● **Data under study**
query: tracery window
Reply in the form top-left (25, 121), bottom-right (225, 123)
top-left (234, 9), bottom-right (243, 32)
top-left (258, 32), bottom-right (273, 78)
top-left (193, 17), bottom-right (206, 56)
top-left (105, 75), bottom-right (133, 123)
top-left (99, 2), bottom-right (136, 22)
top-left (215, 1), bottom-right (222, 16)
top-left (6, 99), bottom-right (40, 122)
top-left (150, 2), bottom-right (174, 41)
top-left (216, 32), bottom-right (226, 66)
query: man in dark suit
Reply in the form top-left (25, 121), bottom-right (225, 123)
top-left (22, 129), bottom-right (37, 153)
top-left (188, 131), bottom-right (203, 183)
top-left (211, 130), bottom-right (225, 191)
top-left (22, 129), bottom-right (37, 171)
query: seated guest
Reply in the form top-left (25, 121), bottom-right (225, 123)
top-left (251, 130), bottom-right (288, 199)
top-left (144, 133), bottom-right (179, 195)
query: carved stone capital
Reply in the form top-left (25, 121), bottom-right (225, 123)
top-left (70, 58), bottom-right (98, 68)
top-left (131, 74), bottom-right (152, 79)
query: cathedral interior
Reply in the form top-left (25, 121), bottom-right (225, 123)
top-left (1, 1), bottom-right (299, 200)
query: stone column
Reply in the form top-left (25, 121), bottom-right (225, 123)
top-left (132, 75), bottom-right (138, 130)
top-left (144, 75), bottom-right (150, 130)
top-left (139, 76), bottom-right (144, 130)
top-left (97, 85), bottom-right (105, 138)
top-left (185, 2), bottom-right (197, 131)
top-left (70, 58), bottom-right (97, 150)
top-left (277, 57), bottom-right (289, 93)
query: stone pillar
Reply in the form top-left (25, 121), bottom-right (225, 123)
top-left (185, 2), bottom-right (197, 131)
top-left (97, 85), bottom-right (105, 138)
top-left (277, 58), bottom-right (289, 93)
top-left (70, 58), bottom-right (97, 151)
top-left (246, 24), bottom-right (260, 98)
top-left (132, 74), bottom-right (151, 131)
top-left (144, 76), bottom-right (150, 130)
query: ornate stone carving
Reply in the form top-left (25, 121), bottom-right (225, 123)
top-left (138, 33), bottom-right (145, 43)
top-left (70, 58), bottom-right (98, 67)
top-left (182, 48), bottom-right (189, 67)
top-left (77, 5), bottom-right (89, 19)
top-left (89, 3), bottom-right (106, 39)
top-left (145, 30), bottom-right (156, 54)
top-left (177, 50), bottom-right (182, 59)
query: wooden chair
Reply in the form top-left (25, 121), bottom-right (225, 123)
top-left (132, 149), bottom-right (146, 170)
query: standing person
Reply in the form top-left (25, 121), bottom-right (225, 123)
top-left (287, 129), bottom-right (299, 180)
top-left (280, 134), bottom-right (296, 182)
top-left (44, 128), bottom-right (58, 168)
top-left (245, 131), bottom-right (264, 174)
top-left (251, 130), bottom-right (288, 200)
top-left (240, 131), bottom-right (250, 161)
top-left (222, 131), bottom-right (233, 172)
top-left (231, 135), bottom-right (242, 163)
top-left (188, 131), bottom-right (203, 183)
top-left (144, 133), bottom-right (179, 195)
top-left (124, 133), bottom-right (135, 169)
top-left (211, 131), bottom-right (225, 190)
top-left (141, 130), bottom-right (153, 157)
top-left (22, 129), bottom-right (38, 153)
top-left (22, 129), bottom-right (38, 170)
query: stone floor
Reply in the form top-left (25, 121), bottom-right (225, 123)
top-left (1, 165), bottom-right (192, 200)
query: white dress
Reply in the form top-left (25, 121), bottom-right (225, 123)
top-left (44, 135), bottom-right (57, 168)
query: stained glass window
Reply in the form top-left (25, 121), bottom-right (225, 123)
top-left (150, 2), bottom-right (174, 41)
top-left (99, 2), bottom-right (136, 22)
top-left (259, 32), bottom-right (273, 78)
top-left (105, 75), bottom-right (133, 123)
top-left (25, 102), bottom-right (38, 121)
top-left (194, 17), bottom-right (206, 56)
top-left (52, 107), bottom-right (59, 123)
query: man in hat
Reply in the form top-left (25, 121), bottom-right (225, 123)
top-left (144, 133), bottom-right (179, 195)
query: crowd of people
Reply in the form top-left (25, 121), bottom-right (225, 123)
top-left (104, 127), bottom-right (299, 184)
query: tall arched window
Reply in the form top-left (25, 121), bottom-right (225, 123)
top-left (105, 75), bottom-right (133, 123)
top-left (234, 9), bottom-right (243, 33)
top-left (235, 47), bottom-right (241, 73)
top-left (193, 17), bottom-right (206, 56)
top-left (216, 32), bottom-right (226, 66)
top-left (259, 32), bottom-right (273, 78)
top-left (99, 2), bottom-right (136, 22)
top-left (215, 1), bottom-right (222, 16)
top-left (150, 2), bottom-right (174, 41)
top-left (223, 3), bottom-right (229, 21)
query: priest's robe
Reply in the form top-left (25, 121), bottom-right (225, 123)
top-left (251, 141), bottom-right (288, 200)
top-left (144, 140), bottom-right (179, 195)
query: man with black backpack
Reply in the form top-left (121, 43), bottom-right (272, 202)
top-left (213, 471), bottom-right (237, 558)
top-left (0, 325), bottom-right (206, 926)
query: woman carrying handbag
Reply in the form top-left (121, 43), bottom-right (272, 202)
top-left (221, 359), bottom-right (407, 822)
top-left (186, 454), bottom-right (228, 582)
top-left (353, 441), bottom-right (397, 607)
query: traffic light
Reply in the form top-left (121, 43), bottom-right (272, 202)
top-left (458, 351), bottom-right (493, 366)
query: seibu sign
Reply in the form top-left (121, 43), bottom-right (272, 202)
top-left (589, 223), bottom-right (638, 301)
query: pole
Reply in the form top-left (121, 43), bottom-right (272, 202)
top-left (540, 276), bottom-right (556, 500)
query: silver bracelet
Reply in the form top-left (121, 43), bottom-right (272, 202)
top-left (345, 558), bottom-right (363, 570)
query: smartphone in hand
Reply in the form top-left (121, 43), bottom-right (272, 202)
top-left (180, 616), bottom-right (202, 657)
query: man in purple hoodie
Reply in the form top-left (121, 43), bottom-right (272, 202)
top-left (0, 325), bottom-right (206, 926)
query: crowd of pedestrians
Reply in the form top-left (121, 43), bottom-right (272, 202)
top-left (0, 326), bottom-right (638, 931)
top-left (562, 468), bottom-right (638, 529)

● **Work task**
Working from the listing above, pick out every line that has "stone" and copy it.

● **Output below**
query: carved stone capital
query: stone column
query: stone pillar
query: ornate stone carving
query: stone floor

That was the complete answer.